=== Problem description ===
Tell how many lines in the listing below contain the word "ceiling", giving the number alone.

=== Data shown ===
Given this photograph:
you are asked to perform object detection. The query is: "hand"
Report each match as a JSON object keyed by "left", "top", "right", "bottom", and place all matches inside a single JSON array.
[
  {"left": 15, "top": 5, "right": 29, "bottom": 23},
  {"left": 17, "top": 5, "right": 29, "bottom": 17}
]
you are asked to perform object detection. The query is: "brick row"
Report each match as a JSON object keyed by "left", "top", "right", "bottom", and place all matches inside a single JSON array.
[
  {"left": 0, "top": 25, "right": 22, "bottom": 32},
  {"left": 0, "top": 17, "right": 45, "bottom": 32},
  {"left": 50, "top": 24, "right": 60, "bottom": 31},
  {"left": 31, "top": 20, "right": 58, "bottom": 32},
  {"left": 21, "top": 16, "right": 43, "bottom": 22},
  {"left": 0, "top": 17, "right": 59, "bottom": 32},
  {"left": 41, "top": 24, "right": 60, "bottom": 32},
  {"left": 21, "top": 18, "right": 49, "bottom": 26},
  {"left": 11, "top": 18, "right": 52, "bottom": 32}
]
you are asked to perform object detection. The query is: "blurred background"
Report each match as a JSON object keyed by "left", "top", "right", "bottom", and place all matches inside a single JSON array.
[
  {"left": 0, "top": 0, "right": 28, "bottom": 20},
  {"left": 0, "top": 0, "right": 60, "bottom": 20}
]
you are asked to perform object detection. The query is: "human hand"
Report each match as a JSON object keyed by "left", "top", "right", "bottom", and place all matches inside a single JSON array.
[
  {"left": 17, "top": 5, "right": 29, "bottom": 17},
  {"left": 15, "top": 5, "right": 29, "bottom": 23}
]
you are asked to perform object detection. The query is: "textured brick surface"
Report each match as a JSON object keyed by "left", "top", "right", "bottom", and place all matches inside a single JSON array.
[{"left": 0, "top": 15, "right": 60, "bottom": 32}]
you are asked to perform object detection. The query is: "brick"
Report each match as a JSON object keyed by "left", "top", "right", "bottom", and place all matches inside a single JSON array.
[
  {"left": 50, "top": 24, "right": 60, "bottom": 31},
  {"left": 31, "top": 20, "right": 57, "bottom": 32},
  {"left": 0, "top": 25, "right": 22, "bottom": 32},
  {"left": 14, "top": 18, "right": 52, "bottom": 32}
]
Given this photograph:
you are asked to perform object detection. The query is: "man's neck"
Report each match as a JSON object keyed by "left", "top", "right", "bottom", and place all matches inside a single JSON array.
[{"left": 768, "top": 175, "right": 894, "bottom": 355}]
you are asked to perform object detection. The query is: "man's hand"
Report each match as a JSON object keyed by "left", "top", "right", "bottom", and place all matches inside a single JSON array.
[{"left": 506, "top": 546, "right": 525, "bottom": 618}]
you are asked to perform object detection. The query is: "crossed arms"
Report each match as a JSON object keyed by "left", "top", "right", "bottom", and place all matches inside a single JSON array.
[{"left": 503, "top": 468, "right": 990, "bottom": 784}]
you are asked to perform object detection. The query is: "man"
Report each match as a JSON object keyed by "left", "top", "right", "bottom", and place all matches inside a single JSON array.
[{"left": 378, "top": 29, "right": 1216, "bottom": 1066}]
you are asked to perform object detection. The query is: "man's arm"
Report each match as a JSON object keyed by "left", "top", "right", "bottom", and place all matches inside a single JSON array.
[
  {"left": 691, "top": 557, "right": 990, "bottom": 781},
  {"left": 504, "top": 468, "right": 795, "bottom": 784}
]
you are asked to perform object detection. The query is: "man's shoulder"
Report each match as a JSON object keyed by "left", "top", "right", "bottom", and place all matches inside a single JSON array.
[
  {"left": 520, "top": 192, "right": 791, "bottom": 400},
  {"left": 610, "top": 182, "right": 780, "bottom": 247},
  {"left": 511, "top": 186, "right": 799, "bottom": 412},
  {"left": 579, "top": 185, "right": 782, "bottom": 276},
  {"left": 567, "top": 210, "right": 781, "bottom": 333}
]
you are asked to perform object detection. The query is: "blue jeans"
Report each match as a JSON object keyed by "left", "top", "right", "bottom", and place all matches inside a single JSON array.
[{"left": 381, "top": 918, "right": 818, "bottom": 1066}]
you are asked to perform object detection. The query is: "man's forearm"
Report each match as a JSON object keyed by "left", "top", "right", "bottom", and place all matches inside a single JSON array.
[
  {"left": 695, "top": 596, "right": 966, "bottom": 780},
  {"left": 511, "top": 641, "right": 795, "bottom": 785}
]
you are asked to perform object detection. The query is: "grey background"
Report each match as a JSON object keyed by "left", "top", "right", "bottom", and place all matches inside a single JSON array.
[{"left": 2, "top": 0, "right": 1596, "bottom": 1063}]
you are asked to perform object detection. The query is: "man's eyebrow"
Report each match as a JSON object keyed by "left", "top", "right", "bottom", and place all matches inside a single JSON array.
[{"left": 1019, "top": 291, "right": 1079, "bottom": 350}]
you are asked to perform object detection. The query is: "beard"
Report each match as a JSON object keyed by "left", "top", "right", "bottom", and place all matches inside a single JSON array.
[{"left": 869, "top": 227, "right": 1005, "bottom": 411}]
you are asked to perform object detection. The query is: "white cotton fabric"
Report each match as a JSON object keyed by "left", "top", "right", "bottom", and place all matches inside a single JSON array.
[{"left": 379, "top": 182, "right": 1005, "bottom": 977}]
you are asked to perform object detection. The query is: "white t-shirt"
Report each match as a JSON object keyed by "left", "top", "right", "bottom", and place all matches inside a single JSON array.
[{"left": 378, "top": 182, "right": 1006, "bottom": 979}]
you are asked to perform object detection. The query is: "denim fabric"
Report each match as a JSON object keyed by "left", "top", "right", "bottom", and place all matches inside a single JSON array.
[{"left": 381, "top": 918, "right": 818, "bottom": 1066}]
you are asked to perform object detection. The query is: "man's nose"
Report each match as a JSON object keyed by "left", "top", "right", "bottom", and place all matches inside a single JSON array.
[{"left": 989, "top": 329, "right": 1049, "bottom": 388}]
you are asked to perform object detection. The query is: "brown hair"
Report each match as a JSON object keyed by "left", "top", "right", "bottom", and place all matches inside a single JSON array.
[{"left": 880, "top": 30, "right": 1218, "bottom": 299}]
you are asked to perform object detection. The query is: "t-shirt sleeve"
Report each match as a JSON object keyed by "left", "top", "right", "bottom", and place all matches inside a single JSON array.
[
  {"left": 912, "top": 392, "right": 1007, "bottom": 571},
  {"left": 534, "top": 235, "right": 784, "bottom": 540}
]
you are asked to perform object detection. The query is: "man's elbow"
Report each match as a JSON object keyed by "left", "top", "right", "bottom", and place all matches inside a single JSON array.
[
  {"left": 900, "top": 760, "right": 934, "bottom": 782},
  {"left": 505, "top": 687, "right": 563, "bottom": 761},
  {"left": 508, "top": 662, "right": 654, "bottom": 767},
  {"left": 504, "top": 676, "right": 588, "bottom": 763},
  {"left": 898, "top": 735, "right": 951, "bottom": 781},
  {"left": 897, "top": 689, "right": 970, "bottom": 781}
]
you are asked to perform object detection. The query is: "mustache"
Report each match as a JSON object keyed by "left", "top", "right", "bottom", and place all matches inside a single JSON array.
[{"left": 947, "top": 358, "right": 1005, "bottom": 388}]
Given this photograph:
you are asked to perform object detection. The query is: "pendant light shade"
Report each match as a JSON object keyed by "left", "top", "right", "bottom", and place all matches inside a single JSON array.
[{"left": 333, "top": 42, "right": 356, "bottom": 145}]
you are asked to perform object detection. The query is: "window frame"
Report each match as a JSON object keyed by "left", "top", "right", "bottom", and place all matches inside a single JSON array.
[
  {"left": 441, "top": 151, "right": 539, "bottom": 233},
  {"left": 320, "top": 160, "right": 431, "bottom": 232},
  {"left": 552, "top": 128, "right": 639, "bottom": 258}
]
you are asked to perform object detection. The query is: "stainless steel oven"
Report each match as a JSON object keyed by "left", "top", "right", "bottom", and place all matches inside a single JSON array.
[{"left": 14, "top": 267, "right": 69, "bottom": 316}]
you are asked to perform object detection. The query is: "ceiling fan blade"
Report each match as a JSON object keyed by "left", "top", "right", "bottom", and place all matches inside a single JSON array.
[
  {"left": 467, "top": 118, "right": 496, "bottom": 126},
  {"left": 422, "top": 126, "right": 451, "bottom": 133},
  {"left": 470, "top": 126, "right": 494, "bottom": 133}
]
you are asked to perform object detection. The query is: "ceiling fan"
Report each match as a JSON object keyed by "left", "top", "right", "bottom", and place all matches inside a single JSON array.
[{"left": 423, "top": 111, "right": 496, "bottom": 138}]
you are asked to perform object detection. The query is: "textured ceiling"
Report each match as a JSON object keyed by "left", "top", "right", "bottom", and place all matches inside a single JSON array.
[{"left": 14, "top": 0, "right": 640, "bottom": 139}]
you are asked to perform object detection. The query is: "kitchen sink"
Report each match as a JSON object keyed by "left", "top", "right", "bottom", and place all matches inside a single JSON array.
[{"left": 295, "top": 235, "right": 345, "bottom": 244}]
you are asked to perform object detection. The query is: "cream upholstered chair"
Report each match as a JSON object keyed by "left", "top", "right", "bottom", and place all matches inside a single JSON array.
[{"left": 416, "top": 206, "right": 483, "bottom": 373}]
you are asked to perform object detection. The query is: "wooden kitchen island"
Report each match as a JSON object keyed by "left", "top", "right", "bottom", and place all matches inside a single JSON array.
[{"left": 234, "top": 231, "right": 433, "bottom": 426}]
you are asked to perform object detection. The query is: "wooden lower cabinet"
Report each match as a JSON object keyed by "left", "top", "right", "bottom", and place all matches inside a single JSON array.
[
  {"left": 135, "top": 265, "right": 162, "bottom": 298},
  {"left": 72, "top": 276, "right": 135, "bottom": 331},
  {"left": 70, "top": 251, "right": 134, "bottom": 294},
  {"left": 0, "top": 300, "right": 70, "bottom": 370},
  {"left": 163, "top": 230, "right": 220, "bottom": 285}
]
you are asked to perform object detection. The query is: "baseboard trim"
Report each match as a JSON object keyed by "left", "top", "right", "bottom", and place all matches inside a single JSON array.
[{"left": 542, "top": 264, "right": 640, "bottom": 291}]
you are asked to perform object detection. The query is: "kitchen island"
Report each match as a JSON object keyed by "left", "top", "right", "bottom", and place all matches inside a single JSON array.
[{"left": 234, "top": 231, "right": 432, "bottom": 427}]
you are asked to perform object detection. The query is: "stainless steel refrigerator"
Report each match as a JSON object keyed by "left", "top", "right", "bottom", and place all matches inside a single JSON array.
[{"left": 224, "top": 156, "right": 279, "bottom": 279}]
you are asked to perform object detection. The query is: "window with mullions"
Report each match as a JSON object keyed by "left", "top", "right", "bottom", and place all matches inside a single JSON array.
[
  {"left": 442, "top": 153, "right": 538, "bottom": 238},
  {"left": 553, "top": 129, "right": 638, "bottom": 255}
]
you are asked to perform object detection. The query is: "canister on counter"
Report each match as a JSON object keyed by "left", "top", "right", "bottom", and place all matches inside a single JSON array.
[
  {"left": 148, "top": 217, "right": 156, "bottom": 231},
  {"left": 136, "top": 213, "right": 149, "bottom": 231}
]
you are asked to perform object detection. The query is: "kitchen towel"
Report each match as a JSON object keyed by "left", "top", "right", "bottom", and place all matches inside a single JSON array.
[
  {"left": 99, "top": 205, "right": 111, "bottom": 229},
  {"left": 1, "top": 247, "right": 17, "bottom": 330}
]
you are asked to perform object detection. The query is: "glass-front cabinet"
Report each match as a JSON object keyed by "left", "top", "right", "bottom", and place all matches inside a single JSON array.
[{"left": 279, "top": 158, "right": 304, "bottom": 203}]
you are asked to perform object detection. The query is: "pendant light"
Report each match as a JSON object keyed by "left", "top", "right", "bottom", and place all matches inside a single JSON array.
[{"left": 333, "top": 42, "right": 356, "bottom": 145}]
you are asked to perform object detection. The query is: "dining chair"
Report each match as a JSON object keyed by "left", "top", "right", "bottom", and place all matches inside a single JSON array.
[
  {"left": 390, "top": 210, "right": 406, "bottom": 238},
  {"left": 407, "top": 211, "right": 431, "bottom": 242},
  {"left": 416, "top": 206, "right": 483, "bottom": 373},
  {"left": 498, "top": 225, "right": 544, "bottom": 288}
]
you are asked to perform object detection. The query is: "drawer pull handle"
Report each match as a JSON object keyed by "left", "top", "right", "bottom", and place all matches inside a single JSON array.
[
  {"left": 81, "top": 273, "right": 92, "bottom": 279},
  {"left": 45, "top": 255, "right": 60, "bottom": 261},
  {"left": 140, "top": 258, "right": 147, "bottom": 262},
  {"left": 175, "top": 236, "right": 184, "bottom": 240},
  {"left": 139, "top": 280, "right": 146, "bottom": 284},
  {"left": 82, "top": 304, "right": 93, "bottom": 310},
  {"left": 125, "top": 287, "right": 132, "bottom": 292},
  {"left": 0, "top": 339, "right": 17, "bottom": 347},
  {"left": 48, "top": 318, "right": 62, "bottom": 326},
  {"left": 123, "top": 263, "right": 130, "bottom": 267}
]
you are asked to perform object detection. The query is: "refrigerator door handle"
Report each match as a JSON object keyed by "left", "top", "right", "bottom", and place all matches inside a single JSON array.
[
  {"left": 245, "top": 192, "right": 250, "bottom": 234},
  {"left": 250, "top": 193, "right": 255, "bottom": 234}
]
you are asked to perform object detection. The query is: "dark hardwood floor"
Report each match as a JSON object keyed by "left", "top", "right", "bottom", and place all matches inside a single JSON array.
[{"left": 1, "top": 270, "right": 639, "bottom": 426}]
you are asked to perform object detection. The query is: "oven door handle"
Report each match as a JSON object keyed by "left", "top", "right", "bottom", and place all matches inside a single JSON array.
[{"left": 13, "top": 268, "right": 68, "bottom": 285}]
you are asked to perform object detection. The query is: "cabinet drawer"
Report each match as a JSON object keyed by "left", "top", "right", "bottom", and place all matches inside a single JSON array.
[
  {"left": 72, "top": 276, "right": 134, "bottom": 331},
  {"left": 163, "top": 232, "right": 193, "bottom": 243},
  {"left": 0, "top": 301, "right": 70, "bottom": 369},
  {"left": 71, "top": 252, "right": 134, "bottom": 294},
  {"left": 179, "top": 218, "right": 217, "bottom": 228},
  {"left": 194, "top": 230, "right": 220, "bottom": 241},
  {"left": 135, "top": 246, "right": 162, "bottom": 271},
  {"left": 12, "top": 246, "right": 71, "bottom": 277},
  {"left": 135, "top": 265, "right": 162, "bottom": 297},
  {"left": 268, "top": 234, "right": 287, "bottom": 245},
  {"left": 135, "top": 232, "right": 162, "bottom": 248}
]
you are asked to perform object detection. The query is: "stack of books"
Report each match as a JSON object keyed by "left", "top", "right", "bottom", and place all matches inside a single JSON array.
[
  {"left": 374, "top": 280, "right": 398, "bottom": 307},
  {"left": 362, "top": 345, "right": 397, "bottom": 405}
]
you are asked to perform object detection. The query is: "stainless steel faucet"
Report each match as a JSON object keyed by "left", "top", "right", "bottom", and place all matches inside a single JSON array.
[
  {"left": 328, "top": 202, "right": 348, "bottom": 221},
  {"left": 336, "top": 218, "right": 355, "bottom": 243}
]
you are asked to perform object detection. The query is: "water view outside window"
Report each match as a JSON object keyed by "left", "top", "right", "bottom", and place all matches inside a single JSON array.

=== Your solution ===
3